Records of labeled boxes
********

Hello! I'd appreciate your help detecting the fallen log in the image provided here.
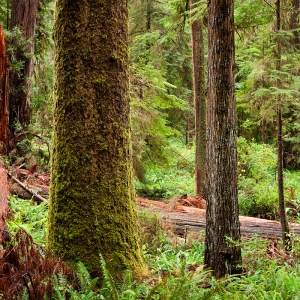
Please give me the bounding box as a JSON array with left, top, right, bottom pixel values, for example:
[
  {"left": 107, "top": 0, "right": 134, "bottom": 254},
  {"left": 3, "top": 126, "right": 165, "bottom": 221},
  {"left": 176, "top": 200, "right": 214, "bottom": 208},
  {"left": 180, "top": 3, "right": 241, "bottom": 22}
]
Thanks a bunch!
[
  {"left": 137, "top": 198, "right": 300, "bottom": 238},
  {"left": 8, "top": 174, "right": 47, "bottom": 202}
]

********

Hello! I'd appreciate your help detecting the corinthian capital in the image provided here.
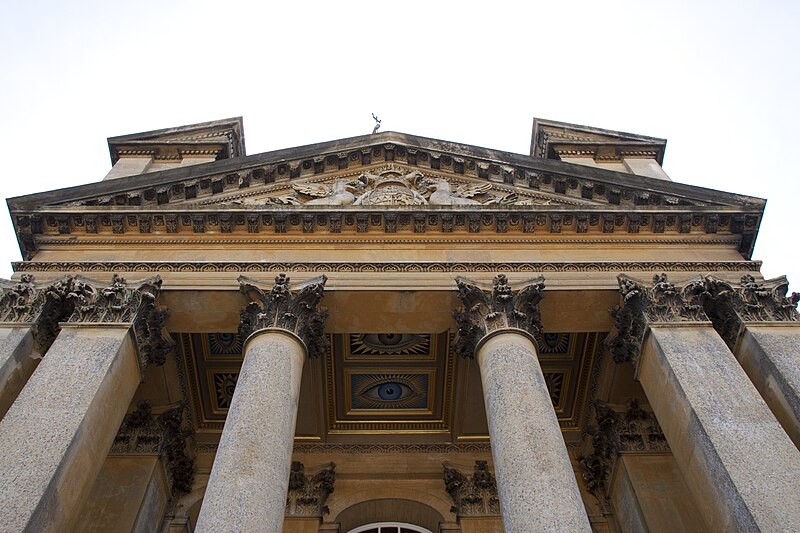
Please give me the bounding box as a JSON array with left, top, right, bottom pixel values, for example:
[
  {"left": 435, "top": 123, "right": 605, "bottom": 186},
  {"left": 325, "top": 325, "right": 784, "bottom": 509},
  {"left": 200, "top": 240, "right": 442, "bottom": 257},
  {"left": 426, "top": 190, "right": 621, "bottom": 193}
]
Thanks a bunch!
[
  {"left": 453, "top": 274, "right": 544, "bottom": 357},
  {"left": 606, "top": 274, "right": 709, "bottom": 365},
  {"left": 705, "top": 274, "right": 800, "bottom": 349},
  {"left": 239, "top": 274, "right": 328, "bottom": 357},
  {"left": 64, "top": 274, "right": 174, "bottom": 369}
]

********

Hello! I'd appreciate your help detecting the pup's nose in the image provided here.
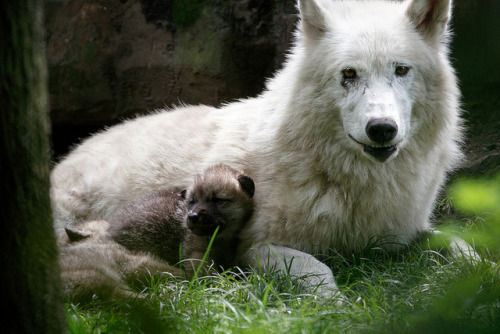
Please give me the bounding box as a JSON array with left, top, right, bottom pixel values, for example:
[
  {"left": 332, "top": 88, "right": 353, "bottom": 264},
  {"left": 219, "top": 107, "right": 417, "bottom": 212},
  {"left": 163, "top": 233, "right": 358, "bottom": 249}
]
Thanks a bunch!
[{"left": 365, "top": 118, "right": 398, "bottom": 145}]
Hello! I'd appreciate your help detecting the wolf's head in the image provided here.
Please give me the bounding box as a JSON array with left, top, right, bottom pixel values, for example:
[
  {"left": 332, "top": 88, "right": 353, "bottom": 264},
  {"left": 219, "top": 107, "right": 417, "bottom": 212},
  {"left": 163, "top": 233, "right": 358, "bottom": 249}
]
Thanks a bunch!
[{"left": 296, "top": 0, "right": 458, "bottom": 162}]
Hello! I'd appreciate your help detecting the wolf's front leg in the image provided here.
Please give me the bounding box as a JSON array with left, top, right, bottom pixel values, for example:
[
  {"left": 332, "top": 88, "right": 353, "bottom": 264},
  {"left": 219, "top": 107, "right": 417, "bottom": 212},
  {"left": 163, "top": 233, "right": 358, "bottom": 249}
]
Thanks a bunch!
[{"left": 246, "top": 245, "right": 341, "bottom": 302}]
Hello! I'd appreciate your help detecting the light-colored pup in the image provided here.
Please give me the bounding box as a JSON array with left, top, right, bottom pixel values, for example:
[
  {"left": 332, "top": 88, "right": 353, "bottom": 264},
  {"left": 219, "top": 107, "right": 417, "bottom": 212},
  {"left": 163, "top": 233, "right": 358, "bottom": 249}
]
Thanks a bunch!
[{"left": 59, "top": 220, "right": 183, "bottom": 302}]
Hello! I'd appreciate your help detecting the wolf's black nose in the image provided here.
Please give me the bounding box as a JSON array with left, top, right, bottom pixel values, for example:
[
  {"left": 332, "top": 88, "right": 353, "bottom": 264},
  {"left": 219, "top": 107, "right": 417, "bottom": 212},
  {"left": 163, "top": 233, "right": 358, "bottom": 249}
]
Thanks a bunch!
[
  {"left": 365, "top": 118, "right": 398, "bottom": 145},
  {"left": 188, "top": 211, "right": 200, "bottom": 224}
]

********

EXERCISE BRIEF: Report each line of the listing above that contains the word "wolf", copying those lines in full. Matching is case-sensitive.

SOLUTION TO THE PROBLEM:
Hello! I'd appreciate your help detecting the wolf's head in the image provided here.
Hello! I'd appreciate your help detecting the wolf's front leg in the image provided here.
Hello! I'd appreciate your help detecting the wolf's black nose in the image provided here.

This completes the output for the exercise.